▶

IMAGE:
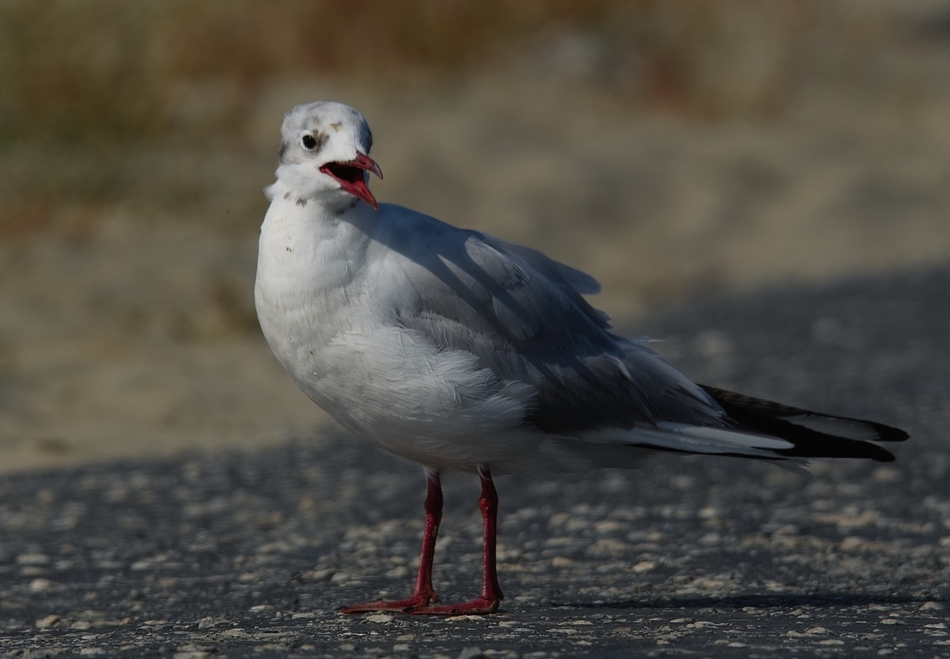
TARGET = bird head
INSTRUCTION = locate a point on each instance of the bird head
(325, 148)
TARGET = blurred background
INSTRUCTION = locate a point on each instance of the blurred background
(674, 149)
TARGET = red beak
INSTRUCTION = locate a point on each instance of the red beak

◀

*Assigned task*
With the images left out, set down each record exactly as it appears.

*Result below*
IMAGE:
TARGET = bird head
INSTRUCTION = locate a point on each instance of the bird head
(325, 148)
TARGET = blurred background
INSTRUCTION = locate a point on each instance of the blurred background
(674, 149)
TARGET = red beak
INSTRUCTION = locate a point on each instance of the red beak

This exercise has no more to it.